Dataset records:
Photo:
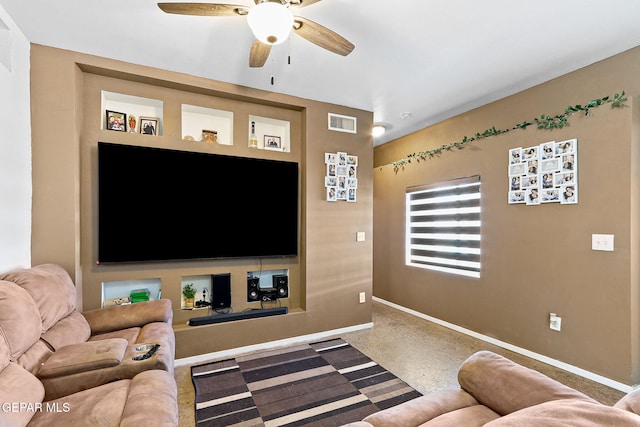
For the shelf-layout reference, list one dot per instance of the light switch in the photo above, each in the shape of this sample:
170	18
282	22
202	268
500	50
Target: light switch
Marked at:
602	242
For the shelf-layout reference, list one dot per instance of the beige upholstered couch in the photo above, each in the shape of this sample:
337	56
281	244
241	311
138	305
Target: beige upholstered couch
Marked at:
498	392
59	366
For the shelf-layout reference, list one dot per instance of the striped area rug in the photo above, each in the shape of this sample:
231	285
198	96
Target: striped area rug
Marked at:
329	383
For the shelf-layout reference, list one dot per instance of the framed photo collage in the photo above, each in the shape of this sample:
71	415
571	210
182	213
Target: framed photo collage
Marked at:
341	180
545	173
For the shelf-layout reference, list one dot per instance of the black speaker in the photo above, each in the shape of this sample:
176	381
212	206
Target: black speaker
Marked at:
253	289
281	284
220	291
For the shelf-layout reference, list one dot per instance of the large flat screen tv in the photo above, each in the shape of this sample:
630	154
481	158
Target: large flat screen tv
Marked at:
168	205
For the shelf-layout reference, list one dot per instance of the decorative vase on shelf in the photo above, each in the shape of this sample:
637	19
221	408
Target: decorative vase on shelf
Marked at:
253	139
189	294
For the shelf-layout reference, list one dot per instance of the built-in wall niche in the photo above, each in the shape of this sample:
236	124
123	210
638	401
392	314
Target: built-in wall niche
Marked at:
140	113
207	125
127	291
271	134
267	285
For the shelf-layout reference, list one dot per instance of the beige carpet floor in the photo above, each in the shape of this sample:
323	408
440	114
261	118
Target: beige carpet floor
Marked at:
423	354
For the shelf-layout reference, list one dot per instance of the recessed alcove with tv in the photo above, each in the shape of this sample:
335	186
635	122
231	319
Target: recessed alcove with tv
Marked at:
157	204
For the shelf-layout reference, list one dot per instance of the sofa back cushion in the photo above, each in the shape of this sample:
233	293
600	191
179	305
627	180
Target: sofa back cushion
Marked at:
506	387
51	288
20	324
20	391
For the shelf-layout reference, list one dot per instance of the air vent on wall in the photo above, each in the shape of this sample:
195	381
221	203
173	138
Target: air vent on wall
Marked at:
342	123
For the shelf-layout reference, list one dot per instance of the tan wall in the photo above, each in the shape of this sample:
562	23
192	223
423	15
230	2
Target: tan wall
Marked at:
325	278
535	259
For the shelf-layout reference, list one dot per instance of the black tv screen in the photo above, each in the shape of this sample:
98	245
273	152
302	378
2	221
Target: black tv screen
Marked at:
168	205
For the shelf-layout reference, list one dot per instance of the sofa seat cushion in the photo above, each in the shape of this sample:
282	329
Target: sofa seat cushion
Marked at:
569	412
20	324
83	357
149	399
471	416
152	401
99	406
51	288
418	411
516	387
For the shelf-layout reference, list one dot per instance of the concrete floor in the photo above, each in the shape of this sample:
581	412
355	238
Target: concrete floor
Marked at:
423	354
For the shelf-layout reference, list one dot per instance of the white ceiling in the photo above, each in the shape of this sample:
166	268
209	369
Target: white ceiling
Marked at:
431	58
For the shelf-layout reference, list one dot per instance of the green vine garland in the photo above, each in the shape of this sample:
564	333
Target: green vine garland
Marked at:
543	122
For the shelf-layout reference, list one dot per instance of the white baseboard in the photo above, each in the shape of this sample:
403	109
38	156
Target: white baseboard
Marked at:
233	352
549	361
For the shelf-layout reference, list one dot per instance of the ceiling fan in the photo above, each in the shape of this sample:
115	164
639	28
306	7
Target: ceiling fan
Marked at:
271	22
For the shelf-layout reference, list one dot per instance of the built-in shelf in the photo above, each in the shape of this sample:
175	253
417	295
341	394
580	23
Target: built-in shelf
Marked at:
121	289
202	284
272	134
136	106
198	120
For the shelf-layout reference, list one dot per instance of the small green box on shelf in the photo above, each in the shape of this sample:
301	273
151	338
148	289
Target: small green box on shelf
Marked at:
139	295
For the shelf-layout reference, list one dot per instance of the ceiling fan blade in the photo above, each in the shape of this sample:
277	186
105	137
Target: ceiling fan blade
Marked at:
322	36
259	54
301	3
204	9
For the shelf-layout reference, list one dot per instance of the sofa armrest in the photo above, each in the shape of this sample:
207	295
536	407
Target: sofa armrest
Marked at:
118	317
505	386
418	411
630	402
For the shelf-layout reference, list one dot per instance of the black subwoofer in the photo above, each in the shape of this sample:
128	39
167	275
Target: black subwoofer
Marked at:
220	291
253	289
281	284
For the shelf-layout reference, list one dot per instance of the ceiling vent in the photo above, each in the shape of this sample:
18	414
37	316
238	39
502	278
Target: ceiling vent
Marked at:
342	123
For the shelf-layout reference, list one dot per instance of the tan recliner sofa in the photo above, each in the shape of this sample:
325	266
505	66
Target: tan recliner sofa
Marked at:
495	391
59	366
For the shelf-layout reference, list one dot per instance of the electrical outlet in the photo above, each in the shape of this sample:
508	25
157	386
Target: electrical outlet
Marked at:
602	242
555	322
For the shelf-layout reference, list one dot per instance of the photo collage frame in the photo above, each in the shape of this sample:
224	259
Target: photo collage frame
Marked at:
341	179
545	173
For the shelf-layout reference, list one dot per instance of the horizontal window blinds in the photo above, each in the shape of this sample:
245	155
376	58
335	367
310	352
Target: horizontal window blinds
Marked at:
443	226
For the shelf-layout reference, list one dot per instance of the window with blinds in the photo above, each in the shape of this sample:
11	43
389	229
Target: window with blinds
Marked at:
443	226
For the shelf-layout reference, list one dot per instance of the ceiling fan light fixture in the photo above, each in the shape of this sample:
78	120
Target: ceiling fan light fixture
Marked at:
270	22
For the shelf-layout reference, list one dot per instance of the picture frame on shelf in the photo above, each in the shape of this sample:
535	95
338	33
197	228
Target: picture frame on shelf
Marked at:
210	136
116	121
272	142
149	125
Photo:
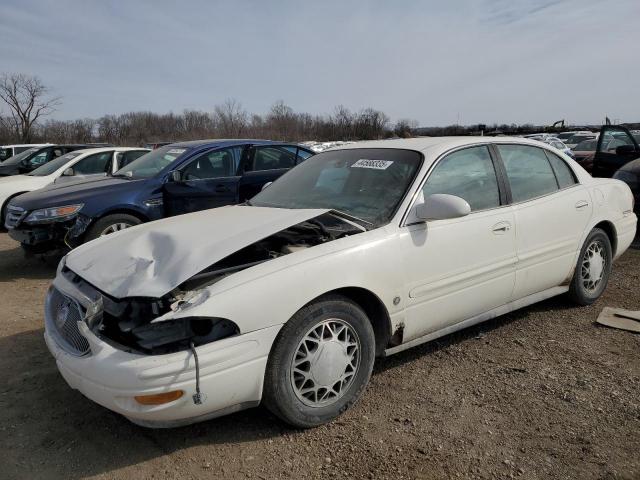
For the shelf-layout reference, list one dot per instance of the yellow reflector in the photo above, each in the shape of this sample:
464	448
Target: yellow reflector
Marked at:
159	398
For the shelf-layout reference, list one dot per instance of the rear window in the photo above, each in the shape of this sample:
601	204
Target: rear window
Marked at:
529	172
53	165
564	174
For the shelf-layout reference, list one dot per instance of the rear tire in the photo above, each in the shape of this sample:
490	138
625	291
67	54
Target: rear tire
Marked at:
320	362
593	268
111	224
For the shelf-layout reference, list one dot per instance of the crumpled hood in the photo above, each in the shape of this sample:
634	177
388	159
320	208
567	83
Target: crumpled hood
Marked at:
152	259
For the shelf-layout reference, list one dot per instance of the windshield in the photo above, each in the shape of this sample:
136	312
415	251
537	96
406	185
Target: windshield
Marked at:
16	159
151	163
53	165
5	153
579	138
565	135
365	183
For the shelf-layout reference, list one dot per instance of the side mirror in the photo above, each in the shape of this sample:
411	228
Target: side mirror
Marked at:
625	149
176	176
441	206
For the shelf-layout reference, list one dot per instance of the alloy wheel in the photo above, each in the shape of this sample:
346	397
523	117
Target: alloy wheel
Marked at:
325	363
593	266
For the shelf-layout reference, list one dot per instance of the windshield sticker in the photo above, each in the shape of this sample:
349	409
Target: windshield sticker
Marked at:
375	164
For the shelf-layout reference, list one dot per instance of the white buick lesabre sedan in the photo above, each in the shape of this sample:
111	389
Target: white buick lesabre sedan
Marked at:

Task to complete:
Write out exactly the lines of the entries above that run from the line containing "the rear window" through the last line, including both.

Response:
For the shelf-layout reference, list one dot per instance of the rear window in the photo above, each in the shape of this sample:
601	204
Target: rear window
Marked at:
529	172
53	165
564	174
For the shelf-layout reference, list one dot per instance of the rear tire in the photo above, each in the shape of this sample:
490	138
625	291
67	54
Target: rear tire
Marked at:
320	362
593	268
111	224
For the shelf-layout reference, list one dot per instance of the crumpled hood in the photo above, each in the shape of this sample:
634	177
388	159
320	208
567	83
Target: crumpled hood
Marked at:
152	259
For the shelf-layout reference, list one dot per instance of the windshield in the photo above, each in the shape of this sample:
136	312
415	251
537	96
406	185
Target: windshield
Marked at:
16	159
151	163
53	165
5	153
579	138
565	135
365	183
For the shelf-layout reference, list one dot per instance of the side mirror in the photo above, each in the shape of this sample:
411	228
Target: side mirror
Marked at:
625	149
176	176
441	206
For the shelf-layout reference, list one dot per instance of the alloy wheel in the photo above, each in the shape of this sample:
346	397
523	117
Target: alloy wheel
Marked at:
325	363
593	266
For the shelf-layout reference, list one dot per instance of the windshield sticker in the photo above, each in the shape of this sample:
349	409
Target: windshield sticker
Marked at:
375	164
For the shelf-layout reference, list one dot per instance of the white buick lesabre sedan in the photo above, each in the shape of this sample:
111	389
Target: white buick lesabre sedan
Marked at:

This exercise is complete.